Excerpt:

....

Captain Phillips

See itPosters advertising high seas hostage drama Captain Phillips depict a close-up of Tom Hanks, prickly and unshaven, looking somberly ahead, a funereal glaze washing over his eyes.

Hanks’ name appears in bright red letters above the title. Its colour-matched to the words “based on a true story” which sit below a clump of squashed credits naming cast and crew, including the person who directed it: Paul Greengra-something-or-other.

It’s not his name that matters. “From the director of The Bourne Ultimatum” carries more currency with mainstream plebs and PR bootlickers, a line that hints at the old Hollywood dictum that you’re only as good as your last picture (or the last one the general public remember you for).

Likewise, the Captain Phillips one-sheet is a fitting example of how movies are marketed these days. This flick was made by a guy who made this other title you’re statistically most likely to have seen — if you haven’t you at least recognise the brand (it’s Bourne, B.O.U.R.N.E.) — and stars an actor who brings with them celebrity baggage and loosely defined audience expectations.

....

[Items from a dataset]
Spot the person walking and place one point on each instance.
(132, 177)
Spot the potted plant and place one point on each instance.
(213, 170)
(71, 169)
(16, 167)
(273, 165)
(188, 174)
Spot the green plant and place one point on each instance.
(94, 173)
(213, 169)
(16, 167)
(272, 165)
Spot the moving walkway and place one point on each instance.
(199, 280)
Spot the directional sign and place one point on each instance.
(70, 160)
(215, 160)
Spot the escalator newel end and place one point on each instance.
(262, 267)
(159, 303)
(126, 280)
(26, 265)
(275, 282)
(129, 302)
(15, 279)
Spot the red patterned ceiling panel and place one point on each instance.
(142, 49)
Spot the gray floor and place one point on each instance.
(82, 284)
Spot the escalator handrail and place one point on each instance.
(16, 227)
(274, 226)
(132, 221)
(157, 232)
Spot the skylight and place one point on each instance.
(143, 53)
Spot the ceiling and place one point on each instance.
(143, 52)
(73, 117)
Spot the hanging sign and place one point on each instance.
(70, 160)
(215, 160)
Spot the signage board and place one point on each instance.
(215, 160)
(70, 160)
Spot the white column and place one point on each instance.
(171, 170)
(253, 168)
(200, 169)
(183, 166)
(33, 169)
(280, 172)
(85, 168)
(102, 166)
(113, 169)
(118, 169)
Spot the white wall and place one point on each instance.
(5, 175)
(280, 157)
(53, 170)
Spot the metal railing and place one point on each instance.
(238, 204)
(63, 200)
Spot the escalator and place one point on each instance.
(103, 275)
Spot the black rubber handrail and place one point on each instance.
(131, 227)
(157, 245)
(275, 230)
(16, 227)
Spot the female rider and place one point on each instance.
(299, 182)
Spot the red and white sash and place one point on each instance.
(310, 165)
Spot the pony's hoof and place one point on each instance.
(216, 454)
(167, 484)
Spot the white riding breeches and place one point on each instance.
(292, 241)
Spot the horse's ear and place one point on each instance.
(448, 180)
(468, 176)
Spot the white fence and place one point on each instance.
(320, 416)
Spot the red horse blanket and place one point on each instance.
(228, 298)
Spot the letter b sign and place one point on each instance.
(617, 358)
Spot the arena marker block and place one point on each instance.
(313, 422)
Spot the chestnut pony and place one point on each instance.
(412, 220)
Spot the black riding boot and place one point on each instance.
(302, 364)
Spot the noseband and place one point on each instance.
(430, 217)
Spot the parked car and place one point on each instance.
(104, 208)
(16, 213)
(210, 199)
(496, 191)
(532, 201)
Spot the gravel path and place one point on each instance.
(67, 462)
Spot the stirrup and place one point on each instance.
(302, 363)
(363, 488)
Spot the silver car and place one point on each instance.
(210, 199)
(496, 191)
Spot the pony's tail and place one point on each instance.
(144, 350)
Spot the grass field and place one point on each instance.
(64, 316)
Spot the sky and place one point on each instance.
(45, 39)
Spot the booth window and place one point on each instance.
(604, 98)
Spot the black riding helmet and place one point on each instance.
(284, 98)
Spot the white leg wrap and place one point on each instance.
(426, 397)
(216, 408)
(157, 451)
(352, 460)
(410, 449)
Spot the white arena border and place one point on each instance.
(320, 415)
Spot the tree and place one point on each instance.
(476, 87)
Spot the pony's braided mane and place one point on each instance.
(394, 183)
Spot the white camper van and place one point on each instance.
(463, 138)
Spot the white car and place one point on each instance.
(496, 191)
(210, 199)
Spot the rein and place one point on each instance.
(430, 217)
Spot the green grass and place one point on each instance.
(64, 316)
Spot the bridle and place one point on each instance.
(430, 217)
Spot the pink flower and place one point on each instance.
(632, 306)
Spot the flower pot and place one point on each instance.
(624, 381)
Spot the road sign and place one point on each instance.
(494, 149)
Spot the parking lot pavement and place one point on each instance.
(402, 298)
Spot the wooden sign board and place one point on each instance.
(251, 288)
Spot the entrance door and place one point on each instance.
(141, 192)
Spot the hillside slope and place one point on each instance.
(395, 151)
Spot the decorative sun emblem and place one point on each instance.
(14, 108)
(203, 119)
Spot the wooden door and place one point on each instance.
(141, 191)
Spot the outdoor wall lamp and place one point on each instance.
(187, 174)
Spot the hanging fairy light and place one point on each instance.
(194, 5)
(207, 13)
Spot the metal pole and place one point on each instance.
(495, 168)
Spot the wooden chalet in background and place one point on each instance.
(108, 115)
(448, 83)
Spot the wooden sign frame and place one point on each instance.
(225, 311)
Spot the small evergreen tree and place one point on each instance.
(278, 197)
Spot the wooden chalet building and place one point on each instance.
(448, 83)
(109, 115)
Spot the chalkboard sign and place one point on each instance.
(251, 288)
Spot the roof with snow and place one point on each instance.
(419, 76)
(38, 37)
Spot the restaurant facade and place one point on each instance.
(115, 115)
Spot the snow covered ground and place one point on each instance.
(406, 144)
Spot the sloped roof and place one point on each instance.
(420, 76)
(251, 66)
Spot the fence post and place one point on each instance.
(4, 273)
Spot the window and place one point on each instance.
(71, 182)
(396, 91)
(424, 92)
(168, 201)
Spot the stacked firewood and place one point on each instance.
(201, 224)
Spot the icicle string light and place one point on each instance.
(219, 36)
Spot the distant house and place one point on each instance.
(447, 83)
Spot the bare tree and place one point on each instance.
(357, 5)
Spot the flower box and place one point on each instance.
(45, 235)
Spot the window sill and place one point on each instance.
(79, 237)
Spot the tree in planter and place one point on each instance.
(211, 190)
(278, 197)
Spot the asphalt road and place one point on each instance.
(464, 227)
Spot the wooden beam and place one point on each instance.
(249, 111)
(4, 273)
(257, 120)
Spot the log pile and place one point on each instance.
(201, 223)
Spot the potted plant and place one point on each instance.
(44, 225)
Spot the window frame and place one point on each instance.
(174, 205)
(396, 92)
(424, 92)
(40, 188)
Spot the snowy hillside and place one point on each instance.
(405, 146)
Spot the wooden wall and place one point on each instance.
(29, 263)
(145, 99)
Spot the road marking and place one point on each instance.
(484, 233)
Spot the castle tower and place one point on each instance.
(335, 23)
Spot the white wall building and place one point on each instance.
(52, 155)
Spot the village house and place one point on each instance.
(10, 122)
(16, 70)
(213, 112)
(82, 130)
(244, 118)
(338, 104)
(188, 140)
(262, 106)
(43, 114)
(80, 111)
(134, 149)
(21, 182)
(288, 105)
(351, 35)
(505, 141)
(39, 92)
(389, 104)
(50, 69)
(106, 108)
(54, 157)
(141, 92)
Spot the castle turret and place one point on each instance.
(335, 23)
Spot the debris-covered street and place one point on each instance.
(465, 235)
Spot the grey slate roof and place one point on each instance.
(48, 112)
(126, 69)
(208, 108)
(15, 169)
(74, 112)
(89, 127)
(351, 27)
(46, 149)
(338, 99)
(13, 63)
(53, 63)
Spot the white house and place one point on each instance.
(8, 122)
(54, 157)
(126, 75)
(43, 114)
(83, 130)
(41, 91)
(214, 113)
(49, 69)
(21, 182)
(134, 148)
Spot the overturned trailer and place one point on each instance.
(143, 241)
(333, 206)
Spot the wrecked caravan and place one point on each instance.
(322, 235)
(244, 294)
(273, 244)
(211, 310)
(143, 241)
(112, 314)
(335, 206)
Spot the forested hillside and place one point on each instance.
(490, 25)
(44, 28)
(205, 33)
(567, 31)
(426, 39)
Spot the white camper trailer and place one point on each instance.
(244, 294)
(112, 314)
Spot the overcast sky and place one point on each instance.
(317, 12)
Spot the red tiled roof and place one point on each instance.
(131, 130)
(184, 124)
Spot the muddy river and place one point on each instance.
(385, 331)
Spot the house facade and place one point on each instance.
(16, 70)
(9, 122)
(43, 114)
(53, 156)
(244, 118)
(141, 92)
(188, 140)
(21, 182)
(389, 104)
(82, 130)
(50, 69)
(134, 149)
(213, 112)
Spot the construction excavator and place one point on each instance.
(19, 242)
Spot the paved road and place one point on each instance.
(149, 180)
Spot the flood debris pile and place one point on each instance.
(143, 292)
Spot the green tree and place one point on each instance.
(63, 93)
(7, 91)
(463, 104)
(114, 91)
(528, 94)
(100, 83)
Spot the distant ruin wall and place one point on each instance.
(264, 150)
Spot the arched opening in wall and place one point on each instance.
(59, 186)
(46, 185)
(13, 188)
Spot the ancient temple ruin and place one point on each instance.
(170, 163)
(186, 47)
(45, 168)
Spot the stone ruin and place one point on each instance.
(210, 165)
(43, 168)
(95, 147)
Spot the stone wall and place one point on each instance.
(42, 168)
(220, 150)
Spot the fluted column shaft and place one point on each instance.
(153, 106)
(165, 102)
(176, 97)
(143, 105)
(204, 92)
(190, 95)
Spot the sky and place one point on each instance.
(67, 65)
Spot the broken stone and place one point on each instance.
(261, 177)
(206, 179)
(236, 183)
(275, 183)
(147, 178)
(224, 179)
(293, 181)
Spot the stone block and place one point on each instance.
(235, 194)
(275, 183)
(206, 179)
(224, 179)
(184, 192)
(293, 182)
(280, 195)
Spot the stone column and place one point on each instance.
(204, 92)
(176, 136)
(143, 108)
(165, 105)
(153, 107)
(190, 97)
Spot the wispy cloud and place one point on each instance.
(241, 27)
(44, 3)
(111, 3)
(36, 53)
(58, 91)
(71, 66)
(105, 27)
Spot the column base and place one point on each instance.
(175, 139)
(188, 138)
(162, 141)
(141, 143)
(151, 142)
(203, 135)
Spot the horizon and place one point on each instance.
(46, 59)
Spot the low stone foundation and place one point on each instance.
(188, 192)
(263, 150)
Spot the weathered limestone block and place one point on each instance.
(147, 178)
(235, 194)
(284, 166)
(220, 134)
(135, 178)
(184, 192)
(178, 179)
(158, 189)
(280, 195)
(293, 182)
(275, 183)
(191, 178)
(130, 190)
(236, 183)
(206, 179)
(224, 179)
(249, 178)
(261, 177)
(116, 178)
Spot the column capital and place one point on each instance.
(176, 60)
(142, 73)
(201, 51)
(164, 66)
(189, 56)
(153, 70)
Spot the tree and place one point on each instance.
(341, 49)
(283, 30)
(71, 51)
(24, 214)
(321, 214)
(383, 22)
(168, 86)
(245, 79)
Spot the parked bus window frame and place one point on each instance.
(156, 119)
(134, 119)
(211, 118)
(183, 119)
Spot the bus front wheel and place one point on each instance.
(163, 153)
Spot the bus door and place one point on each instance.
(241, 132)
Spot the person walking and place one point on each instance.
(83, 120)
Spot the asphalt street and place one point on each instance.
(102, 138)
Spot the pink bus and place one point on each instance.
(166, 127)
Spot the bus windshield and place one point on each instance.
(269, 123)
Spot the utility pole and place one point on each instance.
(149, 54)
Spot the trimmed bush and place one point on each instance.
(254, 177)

....

Written request: Extend the article on Captain Phillips with a few more paragraphs in the same voice, starting right after its last sentence.

Result below:
In this case it’s Tom Hanks and his famous everyday man shtick, a nice fit with the film’s workman-like title. That’s a shtick the 57-year-old actor has carefully cultivated through a range of performances in which he worked hard to prove he could have been your brother, your dad, your uncle or your neighbour, and not a power-wielding Californian charlatan rich beyond your wildest dreams.

But no matter. Hanks is very good as Phillips, captain of a huge cargo ship boarded by Somali pirates in the Somali basin who desperately tries to keep cool while his crew hides in the engine rooms below like panicked animals: silent, scared and weapon-less.

The point is how a thoughtful upper crust Hollywood dish such as this is packaged for the proverbial back row, the people who whoosh past billboards and posters at bus stops and think “hmmm, maybe” and the seed is planted.

That’s not necessarily a bad thing if it brings audiences to a quality film they may not have otherwise seen. That logic explains the casting of Hanks in the first place. He’s both the salesman and the porter, the door opener for a coke-and-popcorn populace who could just as easily have wandered into some other cinema and seen a different movie advertised with another famous person’s mug on the poster.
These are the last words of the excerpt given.